Sentenza di Cassazione Penale Sez. 4 Num. 16377 Anno 2025
Penale Sent. Sez. 4 Num. 16377 Anno 2025
Presidente: COGNOME
Relatore: NOME
Data Udienza: 27/03/2025
lette le conclusioni della Procura generale.
RITENUTO IN FATTO
Con ordinanza del 17 dicembre 2024, la Corte d’Appello di Bari ha accolto la domanda formulata da NOME per la liquidazione dell’equa riparazione dovuta ad ingiusta privazione della libertà personale sofferta dal 18 gennaio 2018 per 363 giorni (di cui gg. 187 di custodia carceraria e gg. 176 di arresti domiciliari), nell’ambito del procedimento penale promosso nei confronti di numerosi soggetti indagati per i reati di cui agli artt. 73 e 74 d.P.R. n. 309/1990, per avere tra il 15 e il 18 ottobre 2016 detenuto, offerto e trasportato in concorso con NOME COGNOME e altri soggetti rimasti ignoti, 10 kg. di sostanza stupefacente tipo marijuana tra l’Italia e l’Albania. Da tali accuse COGNOME era stato prosciolto in grado d’appello dalla Corte di appello di Bari, con sentenza del 10 maggio 2021, divenuta irrevocabile il 21 ottobre 2021, con la formula “per non aver commesso il fatto”.
Contro tale ordinanza il Procuratore generale presso la Corte di appello di Bari ha proposto tempestivo ricorso deducendo un manifesto difetto di motivazione. Secondo il PG ricorrente, l’ordinanza sarebbe errata nella motivazione i perché sarebbe stato violato il principio di autonomia del giudizio di merito rispetto a quello della riparazione e perché la sentenza avrebbe errato nel non qualificare come colpevole il comportamento del COGNOME.
Con memoria scritta, tempestivamente depositata, il Procuratore Generale della Repubblica presso la Corte di cassazione ha chiesto dichiararsi l’inammissibilità del ricorso.
CONSIDERATO IN DIRITTO
I motivi di ricorso sono manifestamente infondati.
È opportuno evidenziare che l’ordinanza impugnata ha escluso che il COGNOME abbia dato causa, con condotte dolose o gravemente colpose anche extra processuali, al provvedimento restrittivo, che, ad avviso del Procuratore generale ricorrente, sarebbero invece concretizzate dalle frequentazioni ambigue realizzate dall’istante con soggetti coinvolti in traffici illeciti.
# # # # #
**Esercizio breve 1**
Secondo la sentenza, per quanti giorni è durata l'ingiusta privazione della libertà personale?

**Estratti di dati di puntamento**
# # # # #
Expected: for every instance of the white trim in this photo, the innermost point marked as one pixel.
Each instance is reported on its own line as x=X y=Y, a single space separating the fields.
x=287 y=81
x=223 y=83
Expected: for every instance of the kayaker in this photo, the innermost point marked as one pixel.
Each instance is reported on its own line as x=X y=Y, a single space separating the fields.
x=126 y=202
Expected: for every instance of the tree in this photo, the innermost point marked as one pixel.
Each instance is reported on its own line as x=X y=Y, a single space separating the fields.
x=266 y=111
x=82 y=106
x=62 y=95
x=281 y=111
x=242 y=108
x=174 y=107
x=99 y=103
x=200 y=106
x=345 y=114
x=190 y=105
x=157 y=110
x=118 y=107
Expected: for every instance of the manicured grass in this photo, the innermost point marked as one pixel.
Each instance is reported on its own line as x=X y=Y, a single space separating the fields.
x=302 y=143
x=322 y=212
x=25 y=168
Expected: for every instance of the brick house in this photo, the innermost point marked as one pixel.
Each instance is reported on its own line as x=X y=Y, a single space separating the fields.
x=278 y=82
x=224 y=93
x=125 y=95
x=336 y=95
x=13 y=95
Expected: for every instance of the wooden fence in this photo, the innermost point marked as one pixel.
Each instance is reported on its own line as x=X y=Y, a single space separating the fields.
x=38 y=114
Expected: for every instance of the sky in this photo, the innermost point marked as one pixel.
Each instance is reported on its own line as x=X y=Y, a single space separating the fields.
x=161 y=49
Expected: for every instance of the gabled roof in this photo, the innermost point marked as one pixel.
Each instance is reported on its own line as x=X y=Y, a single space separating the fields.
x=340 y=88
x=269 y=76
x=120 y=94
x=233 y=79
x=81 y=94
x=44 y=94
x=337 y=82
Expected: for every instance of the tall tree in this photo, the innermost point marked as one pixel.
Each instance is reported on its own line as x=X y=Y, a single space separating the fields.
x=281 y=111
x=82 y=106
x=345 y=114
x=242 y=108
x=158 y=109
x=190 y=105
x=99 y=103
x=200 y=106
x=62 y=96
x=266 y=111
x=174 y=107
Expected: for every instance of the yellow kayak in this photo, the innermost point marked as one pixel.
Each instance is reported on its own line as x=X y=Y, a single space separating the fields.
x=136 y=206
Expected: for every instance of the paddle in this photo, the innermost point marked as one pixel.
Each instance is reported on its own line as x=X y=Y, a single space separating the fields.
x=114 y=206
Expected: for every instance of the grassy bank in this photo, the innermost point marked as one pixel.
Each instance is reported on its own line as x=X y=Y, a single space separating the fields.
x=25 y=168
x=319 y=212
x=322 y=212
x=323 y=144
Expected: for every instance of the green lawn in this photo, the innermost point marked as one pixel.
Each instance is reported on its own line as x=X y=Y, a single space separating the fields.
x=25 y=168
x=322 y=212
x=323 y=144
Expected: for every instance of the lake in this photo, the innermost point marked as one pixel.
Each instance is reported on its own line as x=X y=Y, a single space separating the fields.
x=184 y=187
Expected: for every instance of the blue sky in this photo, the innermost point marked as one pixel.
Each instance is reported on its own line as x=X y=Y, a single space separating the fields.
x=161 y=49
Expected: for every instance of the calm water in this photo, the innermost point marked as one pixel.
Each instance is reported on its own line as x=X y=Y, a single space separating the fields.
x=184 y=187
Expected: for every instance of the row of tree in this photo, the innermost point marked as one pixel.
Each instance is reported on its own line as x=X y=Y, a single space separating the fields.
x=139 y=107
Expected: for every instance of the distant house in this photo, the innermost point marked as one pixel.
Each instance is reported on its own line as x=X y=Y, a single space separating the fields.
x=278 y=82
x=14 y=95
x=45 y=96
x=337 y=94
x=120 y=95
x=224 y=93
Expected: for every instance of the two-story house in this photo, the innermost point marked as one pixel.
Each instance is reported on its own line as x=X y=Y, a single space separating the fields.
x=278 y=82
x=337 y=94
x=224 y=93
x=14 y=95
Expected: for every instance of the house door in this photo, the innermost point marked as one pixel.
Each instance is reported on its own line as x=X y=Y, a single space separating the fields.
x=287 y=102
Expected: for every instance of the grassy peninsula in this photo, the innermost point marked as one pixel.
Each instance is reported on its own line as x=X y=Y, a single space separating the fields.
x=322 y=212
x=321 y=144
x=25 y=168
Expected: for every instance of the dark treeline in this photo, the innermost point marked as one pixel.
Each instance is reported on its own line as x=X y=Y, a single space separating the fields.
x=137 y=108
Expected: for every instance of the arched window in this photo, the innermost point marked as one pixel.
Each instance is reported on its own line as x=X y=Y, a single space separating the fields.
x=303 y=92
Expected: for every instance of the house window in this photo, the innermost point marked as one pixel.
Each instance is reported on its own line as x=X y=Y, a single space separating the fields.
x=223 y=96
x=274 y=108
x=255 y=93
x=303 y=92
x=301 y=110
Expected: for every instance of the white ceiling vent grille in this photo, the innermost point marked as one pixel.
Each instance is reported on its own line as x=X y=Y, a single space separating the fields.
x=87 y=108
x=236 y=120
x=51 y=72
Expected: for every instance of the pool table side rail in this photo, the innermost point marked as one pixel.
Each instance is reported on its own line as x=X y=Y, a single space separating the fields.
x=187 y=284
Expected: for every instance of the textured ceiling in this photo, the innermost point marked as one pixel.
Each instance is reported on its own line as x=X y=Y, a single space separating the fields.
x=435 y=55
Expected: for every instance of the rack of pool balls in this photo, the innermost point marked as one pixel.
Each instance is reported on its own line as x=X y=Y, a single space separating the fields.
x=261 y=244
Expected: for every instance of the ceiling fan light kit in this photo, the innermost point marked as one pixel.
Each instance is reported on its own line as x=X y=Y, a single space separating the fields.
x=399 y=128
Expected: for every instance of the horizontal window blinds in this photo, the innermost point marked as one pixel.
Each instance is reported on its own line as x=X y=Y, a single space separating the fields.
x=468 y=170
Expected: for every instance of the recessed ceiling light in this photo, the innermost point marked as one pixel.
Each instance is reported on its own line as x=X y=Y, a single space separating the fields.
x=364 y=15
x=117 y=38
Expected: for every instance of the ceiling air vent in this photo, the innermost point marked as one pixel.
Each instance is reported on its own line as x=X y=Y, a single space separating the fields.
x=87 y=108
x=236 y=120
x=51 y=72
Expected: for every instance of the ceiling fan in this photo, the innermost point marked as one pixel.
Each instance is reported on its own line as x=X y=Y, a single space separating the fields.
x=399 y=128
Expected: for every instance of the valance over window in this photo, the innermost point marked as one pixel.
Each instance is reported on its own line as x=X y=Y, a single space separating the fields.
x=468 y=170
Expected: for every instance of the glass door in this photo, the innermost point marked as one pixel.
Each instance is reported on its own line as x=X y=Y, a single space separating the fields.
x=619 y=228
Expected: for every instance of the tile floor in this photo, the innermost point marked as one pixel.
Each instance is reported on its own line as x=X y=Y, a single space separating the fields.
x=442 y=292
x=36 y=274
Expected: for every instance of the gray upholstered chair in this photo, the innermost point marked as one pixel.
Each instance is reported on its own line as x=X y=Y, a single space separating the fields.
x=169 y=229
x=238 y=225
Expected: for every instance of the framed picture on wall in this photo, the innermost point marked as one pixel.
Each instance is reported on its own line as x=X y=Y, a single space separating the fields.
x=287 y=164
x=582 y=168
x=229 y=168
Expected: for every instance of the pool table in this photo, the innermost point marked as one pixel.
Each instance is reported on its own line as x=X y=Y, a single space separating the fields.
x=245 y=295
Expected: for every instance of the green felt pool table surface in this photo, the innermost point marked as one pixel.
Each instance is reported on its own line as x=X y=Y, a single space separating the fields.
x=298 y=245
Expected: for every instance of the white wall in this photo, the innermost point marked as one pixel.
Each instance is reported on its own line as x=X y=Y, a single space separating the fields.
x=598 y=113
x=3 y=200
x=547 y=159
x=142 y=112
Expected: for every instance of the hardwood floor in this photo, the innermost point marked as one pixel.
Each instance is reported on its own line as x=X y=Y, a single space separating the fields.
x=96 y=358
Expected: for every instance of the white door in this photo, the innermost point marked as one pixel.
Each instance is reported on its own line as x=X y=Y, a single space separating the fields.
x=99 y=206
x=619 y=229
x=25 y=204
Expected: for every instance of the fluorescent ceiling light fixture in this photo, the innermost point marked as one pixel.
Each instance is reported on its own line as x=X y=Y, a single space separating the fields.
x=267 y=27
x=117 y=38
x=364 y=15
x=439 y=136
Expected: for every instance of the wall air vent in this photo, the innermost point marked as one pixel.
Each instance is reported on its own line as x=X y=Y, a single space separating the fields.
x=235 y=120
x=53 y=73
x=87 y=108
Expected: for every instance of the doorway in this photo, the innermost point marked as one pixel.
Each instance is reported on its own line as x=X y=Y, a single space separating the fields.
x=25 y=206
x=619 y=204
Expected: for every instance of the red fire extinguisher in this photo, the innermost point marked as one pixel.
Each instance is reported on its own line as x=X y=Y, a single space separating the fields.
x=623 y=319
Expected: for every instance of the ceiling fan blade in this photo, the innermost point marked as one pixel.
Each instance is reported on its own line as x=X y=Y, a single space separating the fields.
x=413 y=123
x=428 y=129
# # # # #
**Esercizio breve 2**
Per favore, individua tutte le righe dei record che contengono la parola "green", tenendo conto di maiuscole e minuscole.

**Risposta scritta 1**
363 giorni, di cui 187 di custodia carceraria e 176 di arresti domiciliari.

**Risposta scritta 2**
Expected: for every instance of the green lawn in this photo, the innermost point marked as one pixel.
Expected: for every instance of the green felt pool table surface in this photo, the innermost point marked as one pixel.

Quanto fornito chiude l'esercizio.